§ **Provided passage**:
[Start]

He is portrayed as emphasising our duties of unquestioning obedience to whoever, or whatever, is currently Bishop of Rome. He obeys them, he has explained, as long as they live, but is At The Ready ... waiting for the Starting Gun ... the moment they die. For example, S JP2 took a firm line against the Ordination of Women, and PF has confirmed that stand, but as soon the poor fellow is dead, it will be Open Season for Brother to "expand" that teaching.

Obeying the present pope but dumping those in the past is, however, not a new idea. Some prelate called Scicluna had it some years ago.

"Whoever wishes to discover what Jesus wants from him, he must ask the pope, this pope, not the one who came before him, or the one before that. This present pope."

The only new element added by Br H E Choleric is that he looks boldly to the future. A sign, presumably, that he is expecting some imminent change. (In England, we have sort of feeling that it's Bad Form to speculate on "When the Queen is dead", but, as I wrote, Choleric is a Not One Of Us.)

[End]

[Stored entries]

[Start]

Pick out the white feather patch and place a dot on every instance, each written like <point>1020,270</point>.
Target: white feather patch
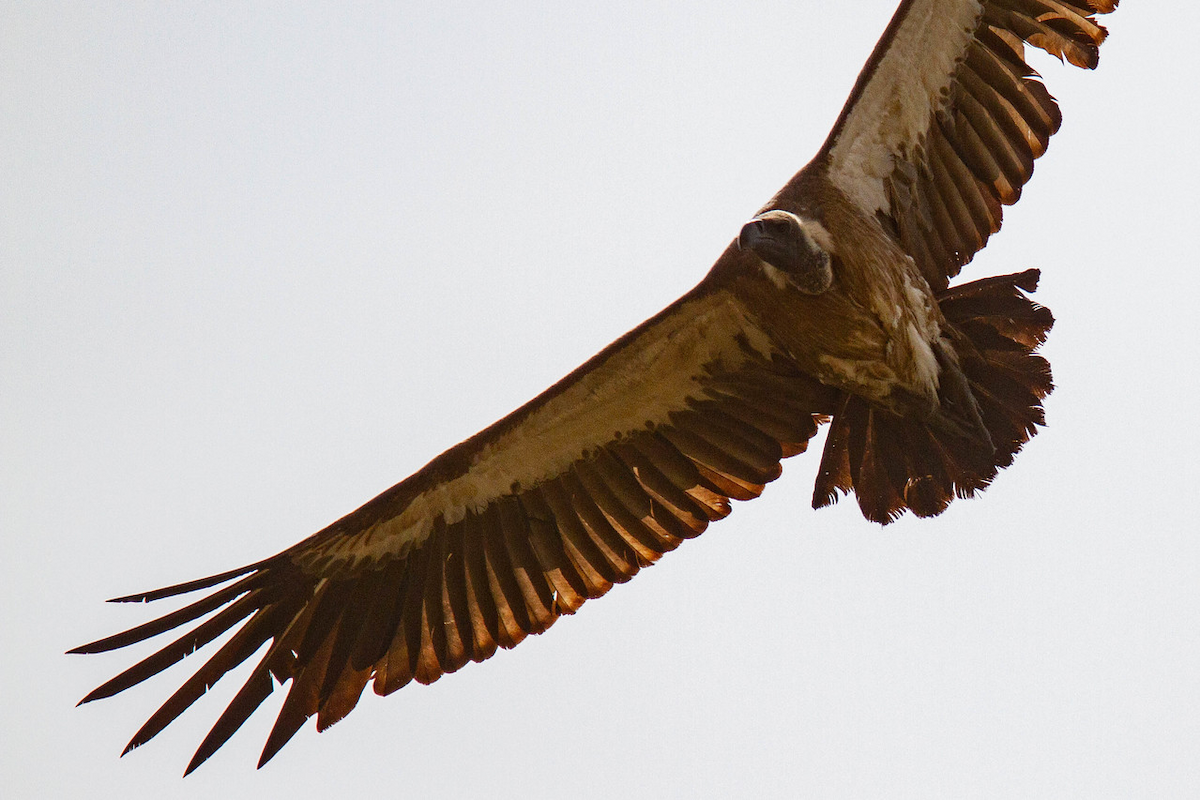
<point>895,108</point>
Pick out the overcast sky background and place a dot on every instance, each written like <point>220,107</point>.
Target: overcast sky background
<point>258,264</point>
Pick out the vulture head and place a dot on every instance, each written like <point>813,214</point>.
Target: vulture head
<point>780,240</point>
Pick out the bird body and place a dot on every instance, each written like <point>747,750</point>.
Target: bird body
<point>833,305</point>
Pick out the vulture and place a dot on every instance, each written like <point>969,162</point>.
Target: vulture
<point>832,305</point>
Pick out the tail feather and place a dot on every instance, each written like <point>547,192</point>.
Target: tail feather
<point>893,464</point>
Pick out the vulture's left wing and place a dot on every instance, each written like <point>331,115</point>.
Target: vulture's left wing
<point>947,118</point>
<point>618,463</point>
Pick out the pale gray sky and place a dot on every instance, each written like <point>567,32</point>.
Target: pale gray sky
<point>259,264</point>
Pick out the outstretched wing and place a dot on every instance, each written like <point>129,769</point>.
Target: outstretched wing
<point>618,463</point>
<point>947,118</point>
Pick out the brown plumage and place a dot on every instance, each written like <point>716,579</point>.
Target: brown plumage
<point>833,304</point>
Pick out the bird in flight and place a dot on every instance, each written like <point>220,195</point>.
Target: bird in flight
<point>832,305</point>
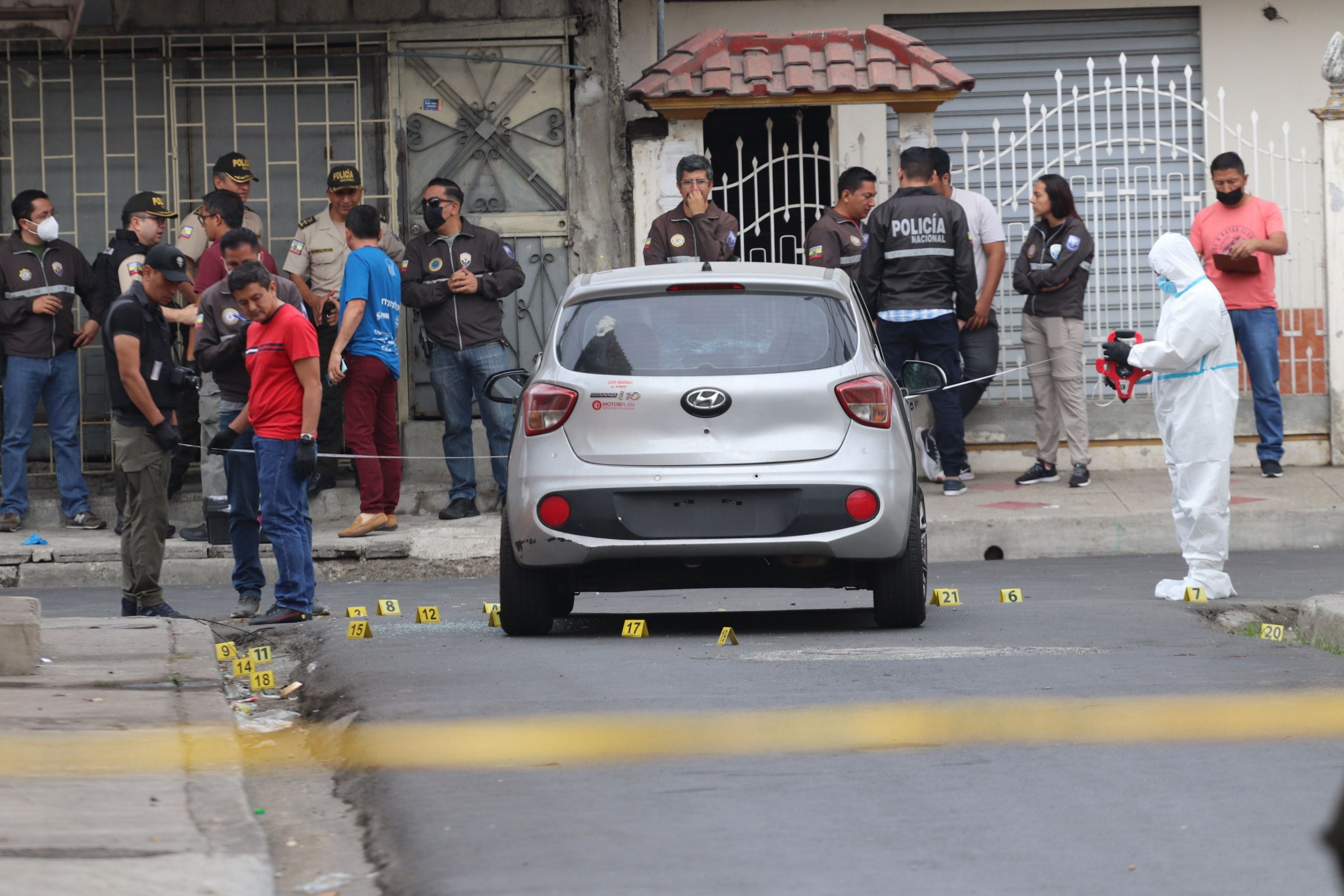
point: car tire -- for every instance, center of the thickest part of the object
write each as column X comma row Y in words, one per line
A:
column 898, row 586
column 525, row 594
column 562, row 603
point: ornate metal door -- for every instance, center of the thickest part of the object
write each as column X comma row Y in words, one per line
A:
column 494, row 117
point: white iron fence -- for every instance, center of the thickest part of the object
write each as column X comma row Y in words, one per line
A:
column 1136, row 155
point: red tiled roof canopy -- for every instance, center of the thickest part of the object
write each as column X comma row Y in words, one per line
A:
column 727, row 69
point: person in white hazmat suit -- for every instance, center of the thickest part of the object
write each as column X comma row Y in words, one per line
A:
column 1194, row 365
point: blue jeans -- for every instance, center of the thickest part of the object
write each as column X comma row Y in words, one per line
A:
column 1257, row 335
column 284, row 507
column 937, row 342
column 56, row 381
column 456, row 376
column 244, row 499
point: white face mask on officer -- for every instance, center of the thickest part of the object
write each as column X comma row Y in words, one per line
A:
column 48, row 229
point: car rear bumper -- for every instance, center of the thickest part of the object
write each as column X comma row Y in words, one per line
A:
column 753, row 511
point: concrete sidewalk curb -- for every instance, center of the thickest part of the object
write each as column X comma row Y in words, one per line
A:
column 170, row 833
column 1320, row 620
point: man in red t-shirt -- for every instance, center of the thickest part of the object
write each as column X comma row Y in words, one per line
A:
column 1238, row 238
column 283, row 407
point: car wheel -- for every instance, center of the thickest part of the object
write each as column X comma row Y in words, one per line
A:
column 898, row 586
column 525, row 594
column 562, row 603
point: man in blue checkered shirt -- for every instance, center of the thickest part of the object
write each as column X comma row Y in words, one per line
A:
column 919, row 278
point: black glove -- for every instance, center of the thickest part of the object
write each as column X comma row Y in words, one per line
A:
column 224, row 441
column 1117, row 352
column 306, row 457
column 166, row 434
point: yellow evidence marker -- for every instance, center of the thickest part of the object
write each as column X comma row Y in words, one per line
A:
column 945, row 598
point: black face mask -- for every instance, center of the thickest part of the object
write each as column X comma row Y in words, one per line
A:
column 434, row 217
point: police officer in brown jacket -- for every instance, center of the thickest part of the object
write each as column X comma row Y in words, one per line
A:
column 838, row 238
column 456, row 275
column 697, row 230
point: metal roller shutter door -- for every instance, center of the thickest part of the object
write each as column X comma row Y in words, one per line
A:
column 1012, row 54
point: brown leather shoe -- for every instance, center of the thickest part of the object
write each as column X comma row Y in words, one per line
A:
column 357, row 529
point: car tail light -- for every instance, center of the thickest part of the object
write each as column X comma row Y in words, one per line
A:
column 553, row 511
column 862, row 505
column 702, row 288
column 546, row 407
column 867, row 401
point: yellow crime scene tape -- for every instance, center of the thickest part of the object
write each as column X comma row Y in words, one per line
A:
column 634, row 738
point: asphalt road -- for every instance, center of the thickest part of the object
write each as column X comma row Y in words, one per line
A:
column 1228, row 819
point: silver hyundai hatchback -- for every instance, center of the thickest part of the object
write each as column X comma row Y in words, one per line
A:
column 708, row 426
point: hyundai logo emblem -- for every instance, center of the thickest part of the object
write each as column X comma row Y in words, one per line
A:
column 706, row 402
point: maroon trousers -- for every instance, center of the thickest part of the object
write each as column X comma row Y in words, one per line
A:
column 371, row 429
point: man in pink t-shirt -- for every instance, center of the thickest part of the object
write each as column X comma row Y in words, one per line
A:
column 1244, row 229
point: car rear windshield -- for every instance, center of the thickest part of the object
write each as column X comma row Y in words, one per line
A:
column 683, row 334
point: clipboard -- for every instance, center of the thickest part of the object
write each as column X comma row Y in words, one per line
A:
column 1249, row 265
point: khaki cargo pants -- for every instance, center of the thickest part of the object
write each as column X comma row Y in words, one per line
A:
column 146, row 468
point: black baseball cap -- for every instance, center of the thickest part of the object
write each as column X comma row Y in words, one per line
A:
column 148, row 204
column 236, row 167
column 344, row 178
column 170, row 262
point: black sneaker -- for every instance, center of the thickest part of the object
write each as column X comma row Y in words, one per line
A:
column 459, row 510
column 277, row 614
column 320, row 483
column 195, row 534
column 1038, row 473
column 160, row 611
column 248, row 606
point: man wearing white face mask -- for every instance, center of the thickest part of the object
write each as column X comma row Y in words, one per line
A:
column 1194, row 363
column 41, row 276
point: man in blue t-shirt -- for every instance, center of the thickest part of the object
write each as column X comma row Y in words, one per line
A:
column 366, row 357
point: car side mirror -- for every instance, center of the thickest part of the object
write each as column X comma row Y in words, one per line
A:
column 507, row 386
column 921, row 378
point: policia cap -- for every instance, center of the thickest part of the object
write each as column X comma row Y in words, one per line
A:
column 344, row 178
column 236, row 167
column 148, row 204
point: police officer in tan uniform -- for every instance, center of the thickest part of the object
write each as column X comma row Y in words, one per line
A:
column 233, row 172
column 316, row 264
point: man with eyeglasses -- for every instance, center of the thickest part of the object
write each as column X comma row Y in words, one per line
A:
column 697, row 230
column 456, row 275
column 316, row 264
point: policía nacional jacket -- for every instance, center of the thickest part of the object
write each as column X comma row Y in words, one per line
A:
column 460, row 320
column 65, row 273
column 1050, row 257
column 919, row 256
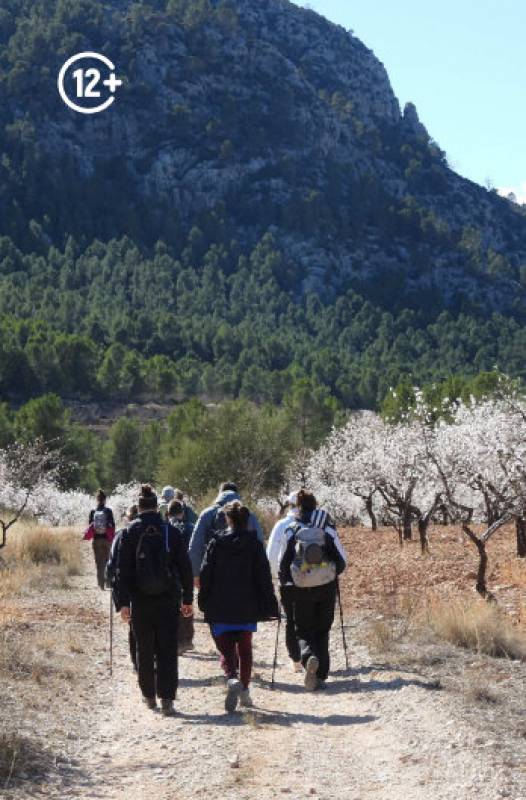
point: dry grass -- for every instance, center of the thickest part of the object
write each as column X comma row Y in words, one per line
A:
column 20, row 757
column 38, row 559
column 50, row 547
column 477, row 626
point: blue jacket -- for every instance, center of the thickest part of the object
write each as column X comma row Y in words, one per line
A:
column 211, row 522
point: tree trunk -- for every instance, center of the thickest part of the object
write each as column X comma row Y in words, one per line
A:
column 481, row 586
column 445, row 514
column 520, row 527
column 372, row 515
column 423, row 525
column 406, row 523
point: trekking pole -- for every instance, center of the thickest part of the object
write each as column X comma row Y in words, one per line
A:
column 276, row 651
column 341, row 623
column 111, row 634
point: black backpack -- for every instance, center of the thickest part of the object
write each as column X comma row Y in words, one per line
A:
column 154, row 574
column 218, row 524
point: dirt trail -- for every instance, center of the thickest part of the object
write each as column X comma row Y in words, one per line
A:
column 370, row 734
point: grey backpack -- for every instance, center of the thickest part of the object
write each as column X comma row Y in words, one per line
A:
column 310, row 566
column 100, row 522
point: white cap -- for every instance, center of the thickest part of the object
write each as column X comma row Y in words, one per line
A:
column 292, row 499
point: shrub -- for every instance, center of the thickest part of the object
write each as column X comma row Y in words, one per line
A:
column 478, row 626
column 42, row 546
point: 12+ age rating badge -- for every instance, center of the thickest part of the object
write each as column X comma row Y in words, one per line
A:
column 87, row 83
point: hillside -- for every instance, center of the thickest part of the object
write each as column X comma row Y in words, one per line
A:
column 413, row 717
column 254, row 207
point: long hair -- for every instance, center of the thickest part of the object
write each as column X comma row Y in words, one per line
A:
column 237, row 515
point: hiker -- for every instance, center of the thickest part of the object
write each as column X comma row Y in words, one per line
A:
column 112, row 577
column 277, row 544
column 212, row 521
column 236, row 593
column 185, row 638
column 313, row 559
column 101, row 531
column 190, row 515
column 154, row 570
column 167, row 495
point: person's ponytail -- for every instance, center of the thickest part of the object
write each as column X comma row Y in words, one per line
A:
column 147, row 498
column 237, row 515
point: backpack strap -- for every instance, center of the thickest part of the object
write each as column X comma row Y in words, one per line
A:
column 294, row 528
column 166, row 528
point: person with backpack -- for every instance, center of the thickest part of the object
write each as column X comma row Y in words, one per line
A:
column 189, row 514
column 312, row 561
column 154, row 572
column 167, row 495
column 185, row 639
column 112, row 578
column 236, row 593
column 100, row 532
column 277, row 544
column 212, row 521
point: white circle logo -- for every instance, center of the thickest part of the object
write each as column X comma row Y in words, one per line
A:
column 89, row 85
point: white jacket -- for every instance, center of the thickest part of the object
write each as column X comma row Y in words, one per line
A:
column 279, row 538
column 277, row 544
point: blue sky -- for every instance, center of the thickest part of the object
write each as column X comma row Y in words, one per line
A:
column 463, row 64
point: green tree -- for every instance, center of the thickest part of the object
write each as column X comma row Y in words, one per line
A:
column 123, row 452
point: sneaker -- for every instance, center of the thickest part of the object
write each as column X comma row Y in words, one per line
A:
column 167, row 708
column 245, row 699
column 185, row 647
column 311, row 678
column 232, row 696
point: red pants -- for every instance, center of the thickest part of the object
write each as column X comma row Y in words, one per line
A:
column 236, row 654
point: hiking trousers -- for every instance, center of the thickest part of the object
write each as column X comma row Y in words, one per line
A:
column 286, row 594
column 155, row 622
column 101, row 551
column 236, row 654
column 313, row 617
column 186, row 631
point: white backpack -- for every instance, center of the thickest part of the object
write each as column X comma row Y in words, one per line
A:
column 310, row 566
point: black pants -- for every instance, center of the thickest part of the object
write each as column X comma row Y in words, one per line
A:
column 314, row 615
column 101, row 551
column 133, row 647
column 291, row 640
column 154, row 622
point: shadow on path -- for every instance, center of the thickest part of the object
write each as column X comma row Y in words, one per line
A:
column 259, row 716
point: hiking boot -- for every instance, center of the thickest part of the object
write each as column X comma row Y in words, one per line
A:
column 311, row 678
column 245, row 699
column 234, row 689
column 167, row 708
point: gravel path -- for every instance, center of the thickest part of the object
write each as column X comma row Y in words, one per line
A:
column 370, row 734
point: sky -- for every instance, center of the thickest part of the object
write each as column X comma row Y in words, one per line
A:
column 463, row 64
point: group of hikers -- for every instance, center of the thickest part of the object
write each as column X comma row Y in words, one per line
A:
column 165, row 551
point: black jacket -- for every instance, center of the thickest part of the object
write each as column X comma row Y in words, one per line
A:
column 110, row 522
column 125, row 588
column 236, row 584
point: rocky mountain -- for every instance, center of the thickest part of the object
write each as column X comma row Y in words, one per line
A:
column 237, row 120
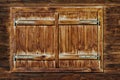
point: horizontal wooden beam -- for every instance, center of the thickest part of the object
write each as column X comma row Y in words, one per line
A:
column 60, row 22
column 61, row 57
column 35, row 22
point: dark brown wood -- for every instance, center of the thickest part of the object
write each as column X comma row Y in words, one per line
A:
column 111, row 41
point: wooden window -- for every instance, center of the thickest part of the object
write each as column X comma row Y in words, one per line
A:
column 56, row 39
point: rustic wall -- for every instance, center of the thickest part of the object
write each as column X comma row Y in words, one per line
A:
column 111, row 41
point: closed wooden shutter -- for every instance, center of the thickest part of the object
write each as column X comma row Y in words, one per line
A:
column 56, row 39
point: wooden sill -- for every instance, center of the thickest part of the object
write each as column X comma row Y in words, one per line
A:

[End]

§ **Tasks to perform**:
A – Translate into French this sentence from the passage on papal obedience: "Obeying the present pope but dumping those in the past is, however, not a new idea."
B – Update the listing from the line containing "point: white face" up to and including the line containing "column 166, row 434", replacing "thickest part" with "widest part" and keeping everything else unchanged. Return only those lines.
The passage on papal obedience and the listing are separate and unrelated pieces of material.

§ **Full solutions**:
A – Obéir au pape actuel tout en rejetant ceux du passé n'est cependant pas une idée nouvelle.

B –
point: white face mask on officer -- for every instance, center of the widest part of the object
write each as column X comma row Y in words, one per line
A:
column 48, row 229
point: car rear bumper -- for every instance, center of the widest part of the object
write each as column X comma row Y in words, one per line
A:
column 753, row 511
point: concrete sidewalk curb -- for every instance, center of the widest part of the object
write each as column X comma row Y in words, one per line
A:
column 170, row 833
column 1320, row 620
point: man in red t-shirt -- for every instance, center of the widest part of the object
write each as column X comma row Y in words, one per line
A:
column 1238, row 238
column 283, row 407
point: car wheel -- for every instance, center of the widest part of the object
write each as column X comma row Y in words, one per line
A:
column 898, row 586
column 525, row 594
column 562, row 603
point: man in blue checkered shirt -- for every instance, center of the widest part of the object
write each as column X comma row Y in words, one per line
A:
column 919, row 278
point: black glove -- for every instance, center of the widest part of the object
write each as column X comma row Y in words, one per line
A:
column 224, row 441
column 1117, row 352
column 306, row 457
column 166, row 434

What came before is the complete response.